Given request ->
From the forum thread on dog names below, extract word for word the passage that begins with the words containing "Ugh! Yes ~ our" and ends with "say this time!".

Text block ->
· · · ·

I haven't gotten my puppy yet, but my final three names are all in this list lol.


----------



## Allie (Nov 30, 2008)

Bailey is an old family name for us - it wasn't chosen lightly - that being said - we like people names for dogs. 
Although Puck was in the running for a name for our new pup!


Sent from Petguide.com Free App


----------



## Vinnie's Mom (Jun 9, 2012)

I have the only Vinnie I know of on this forum.


Sent from Petguide.com Free App


----------



## Jamm (Mar 28, 2010)

Nope, Neither of mine are on this list. Also the ones I have for future pups aren't on here either.


----------



## KatieBlue'sMidnightSky (Feb 22, 2011)

Ugh! Yes ~ our girl is Bella. It was our son's turn to name a dog, and that was what he picked. I tried to throw out more interesting names, but nope! Fine, Bella it is. Really got tired of people saying or asking if we named her after the vampire movie character. NO! lol! My son just liked that name.

Our next puppy WILL be named by me!  Well....we'll probably take a vote like we did this time (I was won out by my son and hubby). But I will make the final say this time!


----------



## KatieBlue'sMidnightSky (Feb 22, 2011)

Allie said:


> Bailey is an old family name for us - it wasn't chosen lightly - that being said - we like people names for dogs.
> Although Puck was in the running for a name for our new pup!
> 
> 
> Sent from Petguide.com Free App


My best friend and her family named their Black Lab puppy Puck ~ so fitting! Her hubby and both their girls play hockey.....they live in Wi, on the MN border ~ need I say more?


----------



## spruce (Mar 13, 2008)

Vinnie's Mom said:


> I have the only Vinnie I know of on this forum.
> 
> 
> for now!!! that's been a top "next dog name" since before your little Vinnie was born! and my husband actually likes it, too!!
> ...


----------



## Jingers mom (Feb 10, 2012)

Not on the list... We have Noah, Jinger, and Riley


Sent from Petguide.com Free App


----------



## tippykayak (Oct 27, 2008)

We're not on the list this year, but those are some great puppy names!


----------

· · · ·

Collected material ->
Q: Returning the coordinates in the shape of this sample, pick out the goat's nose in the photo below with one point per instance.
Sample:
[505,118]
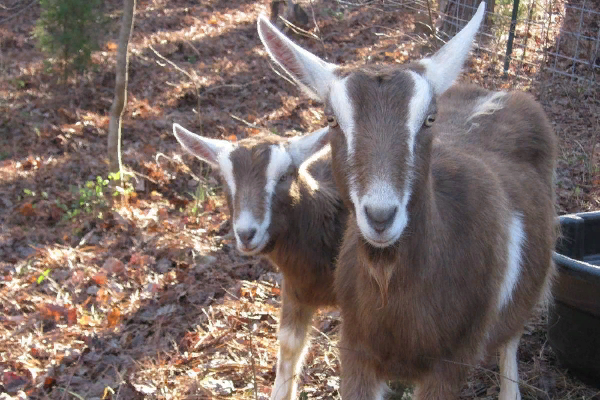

· · · ·

Solution for this exercise ->
Ugh! Yes ~ our girl is Bella. It was our son's turn to name a dog, and that was what he picked. I tried to throw out more interesting names, but nope! Fine, Bella it is. Really got tired of people saying or asking if we named her after the vampire movie character. NO! lol! My son just liked that name.

Our next puppy WILL be named by me!  Well....we'll probably take a vote like we did this time (I was won out by my son and hubby). But I will make the final say this time!